### Given exercise
Every line of the records below should be restated exactly.

### Extracted material

..............................

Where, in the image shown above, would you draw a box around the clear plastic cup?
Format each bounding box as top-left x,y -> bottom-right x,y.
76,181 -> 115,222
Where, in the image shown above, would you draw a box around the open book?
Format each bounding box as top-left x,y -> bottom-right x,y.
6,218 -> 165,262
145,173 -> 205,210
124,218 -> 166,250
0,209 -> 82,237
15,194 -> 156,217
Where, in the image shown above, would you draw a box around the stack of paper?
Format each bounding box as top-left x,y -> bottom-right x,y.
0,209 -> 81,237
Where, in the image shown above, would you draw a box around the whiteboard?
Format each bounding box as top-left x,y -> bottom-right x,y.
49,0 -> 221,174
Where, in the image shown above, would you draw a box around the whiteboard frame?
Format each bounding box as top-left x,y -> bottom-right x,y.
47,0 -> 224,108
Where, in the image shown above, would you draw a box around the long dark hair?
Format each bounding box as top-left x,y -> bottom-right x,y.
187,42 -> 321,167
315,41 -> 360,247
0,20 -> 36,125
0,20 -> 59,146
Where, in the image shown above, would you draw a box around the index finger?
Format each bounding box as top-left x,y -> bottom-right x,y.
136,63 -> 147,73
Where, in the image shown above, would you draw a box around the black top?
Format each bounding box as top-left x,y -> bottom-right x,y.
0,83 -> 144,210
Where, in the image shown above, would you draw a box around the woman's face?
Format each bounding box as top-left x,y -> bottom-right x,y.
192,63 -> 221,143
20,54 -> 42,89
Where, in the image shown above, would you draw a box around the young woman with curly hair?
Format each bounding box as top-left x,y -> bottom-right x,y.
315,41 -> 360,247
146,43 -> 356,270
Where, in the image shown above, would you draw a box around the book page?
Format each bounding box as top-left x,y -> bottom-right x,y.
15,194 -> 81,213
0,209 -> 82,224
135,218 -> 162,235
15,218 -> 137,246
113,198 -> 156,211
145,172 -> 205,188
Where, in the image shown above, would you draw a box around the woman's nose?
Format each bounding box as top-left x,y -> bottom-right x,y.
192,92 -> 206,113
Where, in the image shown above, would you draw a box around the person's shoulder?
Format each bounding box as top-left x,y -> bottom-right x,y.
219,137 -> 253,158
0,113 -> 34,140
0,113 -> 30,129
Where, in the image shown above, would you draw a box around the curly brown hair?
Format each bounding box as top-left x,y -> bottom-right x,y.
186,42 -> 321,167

..............................

### Solution to this problem
Where, in the image shown above, would you draw a box around the clear plastic cup?
Format each bounding box as top-left x,y -> bottom-right x,y.
76,181 -> 115,222
Where, in the image shown above, would you draw a box around the open book?
Format each bounding box as top-left x,y -> bottom-right x,y.
6,218 -> 165,262
145,173 -> 205,210
124,218 -> 166,250
0,209 -> 82,237
15,194 -> 156,217
Where, in the image shown above, would you draw a box around the stack of paper?
Format each bounding box as top-left x,y -> bottom-right x,y.
0,209 -> 81,237
Where, in the image shown above, would you draw a box around the whiteboard?
Format each bounding box as top-left x,y -> bottom-right x,y.
49,0 -> 221,174
Where, in the image shown above, would you draw a box around the whiteboard frame?
Format each bounding box as top-left x,y -> bottom-right x,y.
47,0 -> 224,108
Where, in the image shown above, would you draw a box around the long dark hair?
Format each bounding box as top-left x,y -> bottom-right x,y.
187,42 -> 321,167
315,41 -> 360,247
0,20 -> 36,125
0,20 -> 59,146
Where, in the image shown above, would you draw a box around the index finger?
Format each bounding box as top-left x,y -> bottom-right x,y.
136,63 -> 147,73
Where, in the image shown above, would you draw a box around the black top?
Format each bounding box as top-left x,y -> bottom-right x,y.
0,83 -> 144,210
Where, in the image shown above, would you draw a box around the woman's face?
Format each bounding box as top-left x,y -> bottom-right x,y.
192,63 -> 221,143
20,54 -> 42,89
Where, in the image shown above, would you draw a box around the young woman with curly hair?
Format each bounding box as top-left x,y -> bottom-right x,y.
315,41 -> 360,247
146,43 -> 356,270
Where, in the image shown above, would you draw a box around the book page?
Format each bounding box as top-left x,y -> bottom-right x,y.
15,194 -> 81,213
0,209 -> 82,224
135,218 -> 162,235
15,218 -> 137,246
113,198 -> 156,211
145,172 -> 205,188
Where, in the image shown above, would you draw a box around the woman's nose?
Format each bounding box as top-left x,y -> bottom-right x,y.
192,92 -> 206,113
Where, in the image shown above, would you draw a box around the person's shoulder?
Format each bounding box as top-left x,y -> bottom-right x,y.
219,137 -> 253,158
0,113 -> 34,140
0,113 -> 30,129
Where, in the image shown above, would you draw a box around the curly brown hair?
Format each bounding box as top-left x,y -> bottom-right x,y.
186,42 -> 321,167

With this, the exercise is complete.